■ **ACTIVITIES**:
1 – Rewrite the paragraph of the advice column below that begins "A therapist can work with him" as a short bulleted list that keeps its main facts.
2 – Decide whether each statement agrees with the advice column below. Answer yes or no, and quote the words from the column that settle it.
(a) The couple meet in person for three months each year.
(b) The reply says the writer can make the boyfriend stop harming himself.
(c) The reply says watching someone suffer while he refuses help may be psychologically unhealthy for the writer.
3 – Answer these questions about the advice column below.
(a) Where do most of the couple's fights take place?
(b) What has therapy successfully helped many people do, according to the reply?
(c) What does the reply say the writer may want to evaluate if he will not attend counseling?

■ **READING PASSAGE**:
Q. My boyfriend is a negative thinker,he gets angry on small things,he cuts himself if we fight.he loves me. how can i help. i have a boyfriend who loves me a lot and so do i. m the 1st girl in his life. v have future plans too. hes very serius for me and so m i, but he is very insecured, he trusts me a lot, but still hes insecured, he gets angry on little things.. we have a long distance relationship.. we both are in dirrent countries n meet each other for three months in an year.. so most of our fites are on the net or phone.. when we happen to fight he cuts his hand.. if hes guilty he will cut.. if hes angry he will cut.. he neva cried before meeting me but has got so attached to me that if i say anything which might hurt him he will cry, he dint even cry when his grandmom expired with whom he was ver attached.. he did shed a tear at night and was low for a few days but was fine later.. he is emotionally very strong.. but how can i controll his anger? n how can i prevent him from harming himself? n hes a very negative thinker what can be done? m doing me psychlogy majors.. so i have tried telling him all the shot term anger management techniques.. but he says he cant help it.. what can i do to change his negative thinking? and how can i controll him when he gets angry?How Can I Help My Depressed Boyfriend?
How Can I Help My Depressed Boyfriend?
Unfortunately, there is very little that you can do to change someone else’s behavior. Unless you are a trained professional you only have the power to control yourself and perhaps the power to influence someone to get help from a professional. You cannot control his behavior or make him stop harming himself but you can encourage him to seek treatment.
A therapist can work with him to correct his negative thinking. He or she can teach him more positive and realistic ways to think. A therapist can also teach him alternative ways to control his anger that do not include harming himself. If your boyfriend is willing to put forth the effort to change and see a therapist, he can likely be helped.
You have already tried to help him to no avail. I suggest that you spend your time trying to convince him to seek professional help. Tell him how much you are worried about him and that with the right help he can find healthier ways to deal with his emotions. Therapy has successfully helped many people overcome very similar problems. Express to him that you are suggesting counseling because you care about him and want to see him well and happy.
If he is not willing to attend counseling and continues the negative thinking and behavior then you may want to evaluate whether this relationship is right for you. Watching someone suffer but refusing help is not only difficult and frustrating but may be psychologically unhealthy for you.

■ **PROVIDED RECORDS**:
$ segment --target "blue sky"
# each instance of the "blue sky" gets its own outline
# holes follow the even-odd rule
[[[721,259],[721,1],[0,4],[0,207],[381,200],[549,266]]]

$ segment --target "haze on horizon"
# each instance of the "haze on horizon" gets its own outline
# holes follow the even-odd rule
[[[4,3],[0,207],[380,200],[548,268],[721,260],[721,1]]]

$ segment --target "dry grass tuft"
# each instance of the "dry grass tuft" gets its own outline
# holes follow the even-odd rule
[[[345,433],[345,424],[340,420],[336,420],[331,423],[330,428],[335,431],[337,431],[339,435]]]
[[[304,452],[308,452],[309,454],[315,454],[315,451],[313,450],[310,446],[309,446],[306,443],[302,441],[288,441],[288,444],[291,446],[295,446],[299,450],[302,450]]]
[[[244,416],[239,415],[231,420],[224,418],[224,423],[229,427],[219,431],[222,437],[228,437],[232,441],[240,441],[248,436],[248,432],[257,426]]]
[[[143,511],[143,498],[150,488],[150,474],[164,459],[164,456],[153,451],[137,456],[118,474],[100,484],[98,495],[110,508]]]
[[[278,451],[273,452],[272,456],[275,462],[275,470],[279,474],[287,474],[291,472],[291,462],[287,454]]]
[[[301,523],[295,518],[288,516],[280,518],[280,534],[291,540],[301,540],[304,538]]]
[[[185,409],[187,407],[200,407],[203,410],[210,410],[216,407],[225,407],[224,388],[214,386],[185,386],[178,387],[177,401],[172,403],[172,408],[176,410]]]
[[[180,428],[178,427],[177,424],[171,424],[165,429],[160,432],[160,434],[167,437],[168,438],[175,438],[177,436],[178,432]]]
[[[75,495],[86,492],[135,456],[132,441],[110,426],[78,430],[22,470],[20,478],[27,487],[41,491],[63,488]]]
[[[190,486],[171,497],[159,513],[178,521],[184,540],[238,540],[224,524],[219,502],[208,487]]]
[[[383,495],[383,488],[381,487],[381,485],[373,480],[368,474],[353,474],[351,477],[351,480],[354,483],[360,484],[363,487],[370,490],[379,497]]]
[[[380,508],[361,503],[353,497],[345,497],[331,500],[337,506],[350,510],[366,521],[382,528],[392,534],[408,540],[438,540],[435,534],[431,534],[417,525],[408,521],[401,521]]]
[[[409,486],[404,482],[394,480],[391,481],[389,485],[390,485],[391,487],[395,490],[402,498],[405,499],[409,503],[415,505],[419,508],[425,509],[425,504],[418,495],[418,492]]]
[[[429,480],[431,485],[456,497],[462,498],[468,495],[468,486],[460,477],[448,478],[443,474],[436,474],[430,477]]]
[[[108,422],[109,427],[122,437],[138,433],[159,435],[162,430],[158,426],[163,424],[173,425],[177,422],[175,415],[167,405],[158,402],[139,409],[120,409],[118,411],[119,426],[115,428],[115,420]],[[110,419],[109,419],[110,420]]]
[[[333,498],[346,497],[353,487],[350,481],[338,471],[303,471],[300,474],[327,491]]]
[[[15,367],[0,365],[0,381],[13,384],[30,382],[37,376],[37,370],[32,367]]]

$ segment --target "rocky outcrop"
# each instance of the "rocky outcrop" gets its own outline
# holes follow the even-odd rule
...
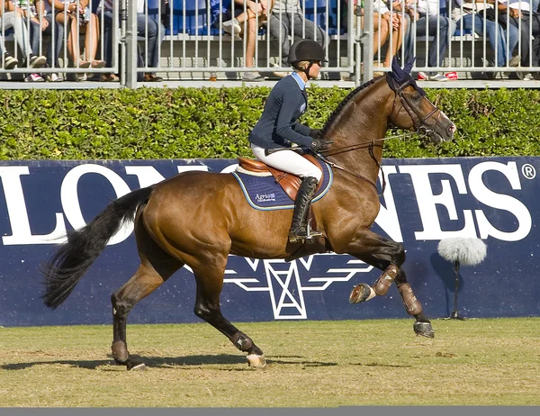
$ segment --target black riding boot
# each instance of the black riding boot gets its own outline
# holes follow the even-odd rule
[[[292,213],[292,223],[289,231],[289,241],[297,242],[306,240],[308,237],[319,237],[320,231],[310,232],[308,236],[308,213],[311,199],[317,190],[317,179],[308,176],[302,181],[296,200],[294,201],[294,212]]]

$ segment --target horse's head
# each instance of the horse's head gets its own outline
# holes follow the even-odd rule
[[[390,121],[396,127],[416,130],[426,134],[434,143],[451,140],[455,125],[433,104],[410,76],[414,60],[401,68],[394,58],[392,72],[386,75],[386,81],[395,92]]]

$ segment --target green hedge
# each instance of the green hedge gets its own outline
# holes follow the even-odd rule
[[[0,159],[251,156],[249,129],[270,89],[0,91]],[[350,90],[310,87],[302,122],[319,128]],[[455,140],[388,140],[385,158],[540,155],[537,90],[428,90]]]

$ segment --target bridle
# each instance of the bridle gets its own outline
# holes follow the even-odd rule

■ **WRITTEN ANSWERS**:
1 –
- A therapist can help correct his negative thinking by teaching him more positive and realistic ways to think.
- A therapist can also teach him other ways to control his anger that do not involve harming himself.
- If he is willing to make the effort to change and see a therapist, he can likely be helped.

2 –
(a) Yes: "meet each other for three months in an year"
(b) No: "You cannot control his behavior or make him stop harming himself"
(c) Yes: "may be psychologically unhealthy for you"

3 –
(a) On the net or on the phone.
(b) Overcome very similar problems.
(c) Whether the relationship is right for the writer.